### What is being asked:
Pull out every line in the entries below that contains the word "white".

Data pulled from a collection

## begin

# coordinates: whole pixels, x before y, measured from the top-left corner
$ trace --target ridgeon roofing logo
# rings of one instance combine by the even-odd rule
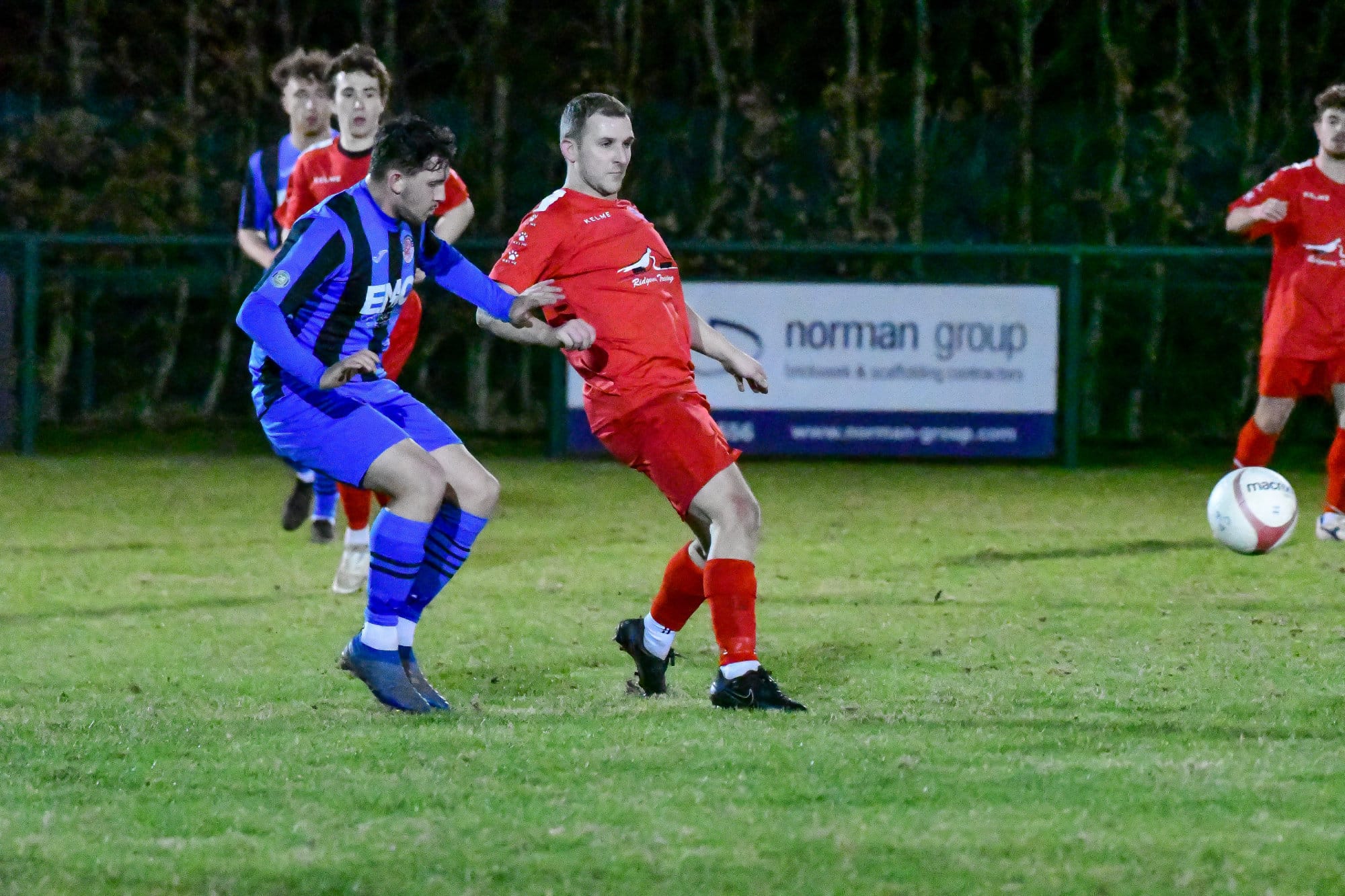
[[[710,318],[706,323],[714,327],[720,335],[732,342],[737,348],[761,361],[761,355],[765,352],[765,342],[755,330],[736,320],[725,320],[724,318]],[[705,365],[703,367],[697,365],[695,373],[699,377],[721,377],[728,375],[729,371],[720,365]]]

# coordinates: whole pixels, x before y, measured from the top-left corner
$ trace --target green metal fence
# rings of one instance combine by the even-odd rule
[[[460,248],[488,266],[502,244],[469,239]],[[1255,382],[1268,268],[1260,248],[714,241],[671,248],[687,278],[1059,285],[1065,465],[1079,461],[1081,439],[1221,437],[1244,413]],[[20,452],[34,453],[44,413],[59,417],[65,408],[81,418],[134,417],[137,402],[245,412],[245,346],[231,320],[258,270],[231,237],[0,234],[0,269],[17,280],[20,296]],[[564,390],[554,359],[502,346],[482,362],[469,309],[460,304],[443,315],[441,330],[422,335],[417,354],[428,358],[404,379],[417,375],[437,396],[437,409],[465,413],[464,371],[495,365],[523,396],[523,425],[535,418],[541,428],[542,417],[525,412],[547,404],[558,418]],[[73,373],[61,377],[62,370]]]

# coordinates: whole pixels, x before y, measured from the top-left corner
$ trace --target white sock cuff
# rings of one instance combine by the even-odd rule
[[[397,650],[397,626],[375,626],[366,622],[359,639],[374,650]]]
[[[644,650],[659,659],[667,659],[668,651],[672,650],[674,638],[677,638],[675,631],[655,622],[652,613],[644,613]]]
[[[749,671],[753,671],[756,669],[761,669],[761,663],[759,663],[755,659],[744,659],[741,662],[725,663],[724,666],[720,666],[720,674],[722,674],[725,678],[732,679],[740,675],[746,675]]]

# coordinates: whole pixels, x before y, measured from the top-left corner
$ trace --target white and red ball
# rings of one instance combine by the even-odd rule
[[[1289,480],[1274,470],[1235,470],[1209,492],[1205,507],[1209,529],[1225,548],[1240,554],[1275,550],[1294,534],[1298,498]]]

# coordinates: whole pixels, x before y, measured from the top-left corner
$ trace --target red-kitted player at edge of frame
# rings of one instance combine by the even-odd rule
[[[1345,83],[1317,96],[1317,155],[1286,165],[1228,206],[1225,227],[1270,235],[1256,409],[1235,467],[1266,467],[1299,398],[1330,396],[1336,440],[1317,537],[1345,541]]]
[[[686,305],[663,238],[617,198],[635,143],[629,109],[608,94],[578,96],[561,114],[560,137],[565,186],[523,218],[491,277],[514,292],[539,280],[564,288],[546,323],[578,319],[596,332],[590,347],[565,351],[584,378],[593,435],[648,476],[695,535],[668,561],[650,612],[621,622],[615,640],[635,659],[640,690],[666,693],[672,639],[709,601],[720,644],[710,701],[803,710],[757,661],[753,561],[761,507],[695,387],[691,351],[722,363],[738,389],[764,393],[765,370]],[[541,320],[521,330],[477,315],[477,324],[515,342],[555,339]]]

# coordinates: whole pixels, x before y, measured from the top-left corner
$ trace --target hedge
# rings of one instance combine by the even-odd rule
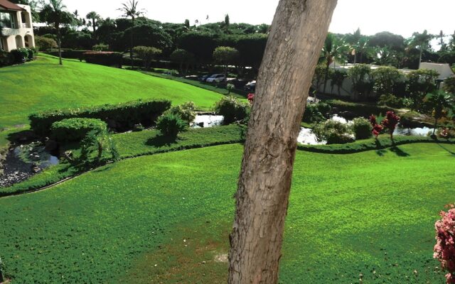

## end

### Correct answer:
$ trace --target white sock cuff
$ trace --target white and red ball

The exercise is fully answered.